Repeat the material verbatim. Images are excluded from the copy.

PROVIDED RECORDS:
######

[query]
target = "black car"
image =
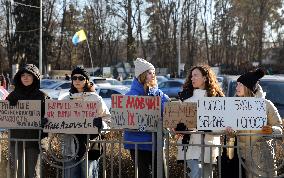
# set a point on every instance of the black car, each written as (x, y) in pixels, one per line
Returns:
(273, 85)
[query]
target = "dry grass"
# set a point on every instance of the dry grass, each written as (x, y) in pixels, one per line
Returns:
(112, 155)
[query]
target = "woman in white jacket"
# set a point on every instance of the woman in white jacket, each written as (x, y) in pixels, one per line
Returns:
(82, 89)
(201, 82)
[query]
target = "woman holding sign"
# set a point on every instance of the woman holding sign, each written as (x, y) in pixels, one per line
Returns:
(27, 84)
(82, 89)
(144, 84)
(258, 151)
(201, 82)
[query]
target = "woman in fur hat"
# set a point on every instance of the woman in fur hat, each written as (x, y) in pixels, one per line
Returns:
(144, 84)
(27, 84)
(258, 151)
(82, 89)
(201, 82)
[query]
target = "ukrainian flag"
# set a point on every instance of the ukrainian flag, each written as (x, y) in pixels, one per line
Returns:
(78, 37)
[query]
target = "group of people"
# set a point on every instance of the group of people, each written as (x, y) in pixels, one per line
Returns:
(200, 82)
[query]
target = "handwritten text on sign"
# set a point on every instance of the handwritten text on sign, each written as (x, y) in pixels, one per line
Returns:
(70, 116)
(240, 113)
(135, 112)
(177, 112)
(26, 114)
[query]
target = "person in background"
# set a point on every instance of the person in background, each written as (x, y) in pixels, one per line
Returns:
(144, 84)
(201, 82)
(27, 84)
(258, 151)
(67, 77)
(82, 89)
(3, 81)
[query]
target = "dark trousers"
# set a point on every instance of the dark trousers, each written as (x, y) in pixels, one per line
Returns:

######

EXPECTED ANSWER:
[query]
target = "black car"
image =
# set a point on every instance of the black car, each written as (x, y) in pixels, one per line
Returns:
(273, 85)
[query]
target = "dry grass"
# set a point on every instance of the dry grass, each written as (x, y) in pixels, one per line
Returns:
(112, 155)
[query]
target = "woman in white jacket"
# set a point on every instance of the woman in white jacket, each written as (x, y) in pixels, one per line
Returns:
(82, 89)
(201, 82)
[query]
target = "woman holding sign"
# set a point on every instance of the woman holding sign, each written as (x, y) in pixels, one per line
Returns:
(27, 84)
(82, 89)
(144, 84)
(258, 151)
(201, 82)
[query]
target = "woman in fur hat"
# set a point on every instance of the woman in fur hat, each written as (x, y) in pixels, one per line
Returns:
(144, 84)
(27, 84)
(258, 151)
(82, 89)
(201, 82)
[query]
target = "ukrainian flag"
# set a point on every instance of the ukrainian flag, each written as (x, y) in pixels, one per line
Returns:
(78, 37)
[query]
target = "group of people"
# set a point on every instance of the group of people, each written as (x, y) in pixels, one per line
Returns:
(200, 82)
[query]
target = "handwritten text on sign"
# set a point on every instance of the handwritten text on sign, each written as (x, y) in pixels, one per line
Returns:
(70, 116)
(240, 113)
(135, 112)
(177, 112)
(26, 114)
[query]
target = "person in background"
# set a point on every instance of the person in background, each written as (x, y) in pixels, one per line
Returns:
(144, 84)
(201, 82)
(27, 84)
(258, 151)
(67, 77)
(82, 89)
(3, 81)
[query]
target = "dark trousers"
# set a point on every instance of the dark trousers, each written as (x, y) in pixels, one per line
Returns:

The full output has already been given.